### Objective
Locate every line in the records below that contains the word "distant" and copy each of those lines. Treat the match as case-sensitive.

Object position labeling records
--*--
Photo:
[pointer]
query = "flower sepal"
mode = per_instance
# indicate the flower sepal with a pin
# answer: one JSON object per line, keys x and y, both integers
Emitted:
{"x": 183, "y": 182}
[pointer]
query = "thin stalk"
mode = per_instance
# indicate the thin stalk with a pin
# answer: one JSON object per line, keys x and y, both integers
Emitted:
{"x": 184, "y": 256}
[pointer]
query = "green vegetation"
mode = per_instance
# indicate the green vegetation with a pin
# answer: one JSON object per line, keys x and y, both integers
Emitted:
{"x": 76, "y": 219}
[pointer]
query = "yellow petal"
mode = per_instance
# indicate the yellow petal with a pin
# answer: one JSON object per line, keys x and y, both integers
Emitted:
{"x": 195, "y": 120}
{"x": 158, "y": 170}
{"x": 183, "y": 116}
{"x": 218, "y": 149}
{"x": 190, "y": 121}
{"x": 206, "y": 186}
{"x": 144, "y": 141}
--*--
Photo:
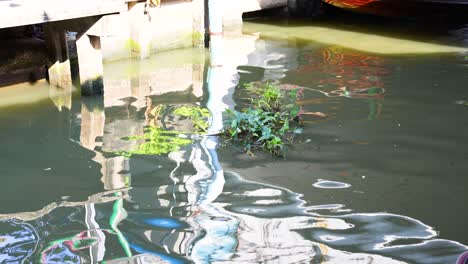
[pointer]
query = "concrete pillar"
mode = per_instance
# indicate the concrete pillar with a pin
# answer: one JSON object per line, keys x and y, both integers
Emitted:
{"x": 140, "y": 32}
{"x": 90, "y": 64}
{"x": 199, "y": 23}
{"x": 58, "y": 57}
--*--
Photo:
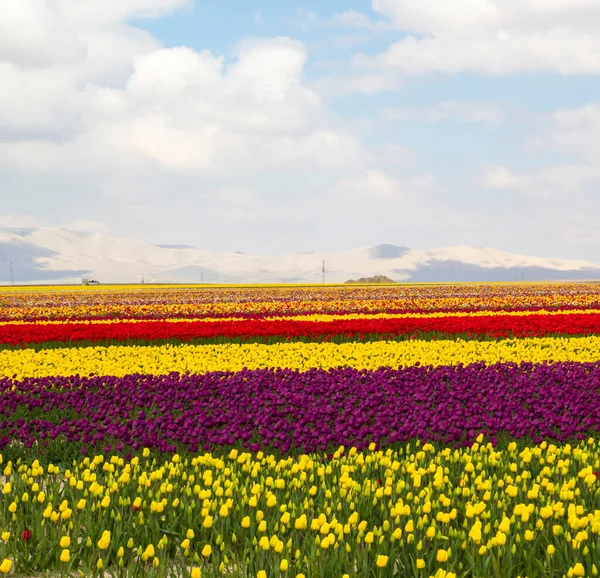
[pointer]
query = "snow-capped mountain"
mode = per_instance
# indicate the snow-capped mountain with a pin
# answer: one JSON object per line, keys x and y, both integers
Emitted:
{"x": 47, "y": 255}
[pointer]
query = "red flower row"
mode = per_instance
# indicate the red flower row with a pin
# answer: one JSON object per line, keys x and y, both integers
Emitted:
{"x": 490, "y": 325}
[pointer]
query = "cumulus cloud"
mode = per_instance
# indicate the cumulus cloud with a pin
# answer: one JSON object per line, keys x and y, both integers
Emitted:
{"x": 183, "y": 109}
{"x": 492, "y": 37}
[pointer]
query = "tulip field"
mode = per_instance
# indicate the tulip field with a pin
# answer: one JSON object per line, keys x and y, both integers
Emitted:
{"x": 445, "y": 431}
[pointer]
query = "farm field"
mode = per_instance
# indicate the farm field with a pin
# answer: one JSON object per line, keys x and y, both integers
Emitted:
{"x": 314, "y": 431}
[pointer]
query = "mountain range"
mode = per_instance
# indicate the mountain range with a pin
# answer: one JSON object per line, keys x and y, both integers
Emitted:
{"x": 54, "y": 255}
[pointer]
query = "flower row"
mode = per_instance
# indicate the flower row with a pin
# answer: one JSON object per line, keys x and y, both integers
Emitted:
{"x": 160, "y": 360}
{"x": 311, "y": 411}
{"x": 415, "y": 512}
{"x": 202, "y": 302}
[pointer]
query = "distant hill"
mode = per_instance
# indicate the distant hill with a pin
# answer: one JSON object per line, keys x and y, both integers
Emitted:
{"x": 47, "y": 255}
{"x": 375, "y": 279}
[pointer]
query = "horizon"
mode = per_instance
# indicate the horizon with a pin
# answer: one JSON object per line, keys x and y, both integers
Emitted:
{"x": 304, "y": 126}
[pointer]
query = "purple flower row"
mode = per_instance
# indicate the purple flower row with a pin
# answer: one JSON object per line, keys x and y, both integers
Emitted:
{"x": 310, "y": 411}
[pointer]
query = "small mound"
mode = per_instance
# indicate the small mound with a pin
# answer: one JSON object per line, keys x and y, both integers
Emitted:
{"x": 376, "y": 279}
--*--
### Result of this task
query = "distant hill"
# indicate the distant hill with a pin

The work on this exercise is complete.